THE TASK =>
Update the data below by replacing "recessed window" with "inset window" and leaving everything else unchanged.

[Records of labeled points]
[start]
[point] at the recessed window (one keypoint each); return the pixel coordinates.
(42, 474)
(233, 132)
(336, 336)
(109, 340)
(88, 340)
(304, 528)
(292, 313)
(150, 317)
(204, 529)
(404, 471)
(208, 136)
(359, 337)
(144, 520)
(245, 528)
[end]
RESPONSE BELOW =>
[point] at the inset window (one keypoint each); return the pixel coordinates.
(42, 474)
(233, 132)
(336, 336)
(109, 340)
(88, 340)
(304, 528)
(292, 313)
(150, 317)
(204, 529)
(404, 471)
(208, 136)
(359, 337)
(144, 520)
(245, 528)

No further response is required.